_Page text:_
Hunting pressure vs. pheasant/quail population

jaytee

New member
I know that a lot of the biologist and others in the know seem to really voice their opinion when it comes to arguing wheather or not hunting/killing game birds has a negative affect on populations. I for one have a hard time believing that it doesn't. If you've got 40 birds lets say and hunters take 20 of 'em then that leaves 20 to make it through winter. How can anyone argue that if those 20 weren't taken by hunters then you'd have a certain percentage of those birds to survive through till spring? It seems like simple math to me. Could someone please explain this in laymans terms.
 
Jaytee,

I think you can answered your own question if you would reverse the question itself.

Find one example where a state has successfully reduced the bag limit and showed any significant increase in bird numbers after the regulation to reduce the bag limit took effect.

I do know that quail hunters have a tendency to self regulate on their own in down years. I also believe many Kansas pheasant hunters did this year, by reducing or canceling planned trips due to the drought and poor bird populations.
 
Honestly, I dont think you'll get a straight answer if you ask the Game officials that questions because closing a season means no revenue from permit sales. Dont chit yourself into thinking that money isn't a HUGE factor in these decisions.
 
Why, after over 20 years of preaching by PF and QF, is it so hard to get people to understand that it ALL comes back to habitat.

It's the same reason that the shortening of the Iowa pheasant season will have no effect on increasing their pheasant numbers.

The flipside of purposeful management is cultural management, which is supplemental feeding, predator control, food plots, releasing pen-raised quail, using surrogaters etc. These kinds of efforts typically do little to sustain and elevate wild quail populations. Shortening the quail season and/or reducing the bag limit, even if done on a regional scale in Texas, is simply another form of cultural management that will do nothing to recover, sustain, or elevate quail numbers in Texas. It never has. It never will.

Read more here.

http://www.bringbackbobwhites.org/n...quail-research-addresses-tx-quail-controversy
 
Jaytee,

Example: Quail hunting in Oklahoma the last three years has been almost non-existent, meaning that the number of hunters (trips a field) has decreased 75% from the 1990’s. So if hunting pressure is a significant factor, then why is the state-wide bird population at the lowest level?

The problem is not hunting pressure.
 
I'm not arguing hunting pressure vs. habitat. I know its a habitat issue. My stance on this hunting press. vs. game numbers is that if you reduce the number of birds killed then there is absolutely no way that you can't have more birds for next year. Take the habitat argument plum out of it. I'm just talking available birds for next season. You start with 40 in good habitat or bad, you kill 20 you've got 20 left. You start with 40, in good habitat or bad, you kill zero, you've got 40 left. Tell me how that isn't correct?

_Saved entries:_
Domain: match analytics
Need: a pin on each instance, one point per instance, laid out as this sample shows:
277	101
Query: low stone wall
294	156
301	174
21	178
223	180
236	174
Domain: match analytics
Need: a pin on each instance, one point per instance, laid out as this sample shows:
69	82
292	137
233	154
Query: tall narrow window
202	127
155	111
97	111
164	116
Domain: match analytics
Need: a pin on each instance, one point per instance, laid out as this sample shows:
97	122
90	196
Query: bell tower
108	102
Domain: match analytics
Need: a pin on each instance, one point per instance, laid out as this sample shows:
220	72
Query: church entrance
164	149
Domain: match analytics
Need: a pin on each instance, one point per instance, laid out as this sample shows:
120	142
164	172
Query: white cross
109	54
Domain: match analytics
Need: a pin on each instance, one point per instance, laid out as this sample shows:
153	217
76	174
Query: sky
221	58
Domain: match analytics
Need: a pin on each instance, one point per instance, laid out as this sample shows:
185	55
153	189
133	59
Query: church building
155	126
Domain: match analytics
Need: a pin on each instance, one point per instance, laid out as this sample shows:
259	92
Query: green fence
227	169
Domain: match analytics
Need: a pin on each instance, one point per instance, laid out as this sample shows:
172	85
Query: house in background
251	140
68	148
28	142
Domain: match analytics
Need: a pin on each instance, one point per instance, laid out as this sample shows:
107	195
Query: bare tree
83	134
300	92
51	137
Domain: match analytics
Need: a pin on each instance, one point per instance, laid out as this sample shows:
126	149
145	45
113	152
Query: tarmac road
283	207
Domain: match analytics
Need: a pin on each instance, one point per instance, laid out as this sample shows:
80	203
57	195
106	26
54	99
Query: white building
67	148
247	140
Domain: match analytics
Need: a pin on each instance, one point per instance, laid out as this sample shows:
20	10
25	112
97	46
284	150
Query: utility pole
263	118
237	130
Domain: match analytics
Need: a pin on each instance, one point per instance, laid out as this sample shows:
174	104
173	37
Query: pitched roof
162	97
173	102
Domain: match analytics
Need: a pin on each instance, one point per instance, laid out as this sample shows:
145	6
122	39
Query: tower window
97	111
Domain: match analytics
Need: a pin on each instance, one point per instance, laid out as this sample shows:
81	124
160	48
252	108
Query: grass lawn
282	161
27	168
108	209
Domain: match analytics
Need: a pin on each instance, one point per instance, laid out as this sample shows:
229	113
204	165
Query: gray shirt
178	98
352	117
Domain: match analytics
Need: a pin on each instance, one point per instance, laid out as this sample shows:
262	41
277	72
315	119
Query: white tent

_Activities:_
• a. Which U.S. states are named in the thread on hunting pressure and bird populations?
• b. In the hunting pressure thread, reproduce the passage from "I do know that" to "in these decisions." word for word.

_Solutions to the exercise:_
• a. Kansas, Iowa, Texas, Oklahoma

• b.
I do know that quail hunters have a tendency to self regulate on their own in down years. I also believe many Kansas pheasant hunters did this year, by reducing or canceling planned trips due to the drought and poor bird populations.
 
Honestly, I dont think you'll get a straight answer if you ask the Game officials that questions because closing a season means no revenue from permit sales. Dont chit yourself into thinking that money isn't a HUGE factor in these decisions.